| Required work |
For this exercise, output every line of the data as it stands.

───── Information given

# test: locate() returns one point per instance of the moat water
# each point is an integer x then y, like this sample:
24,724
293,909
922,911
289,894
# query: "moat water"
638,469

──────────

| Completed task |
# test: locate() returns one point per instance of the moat water
# each point is an integer x then y, like this sample:
24,724
293,909
922,911
289,894
# query: "moat water"
638,469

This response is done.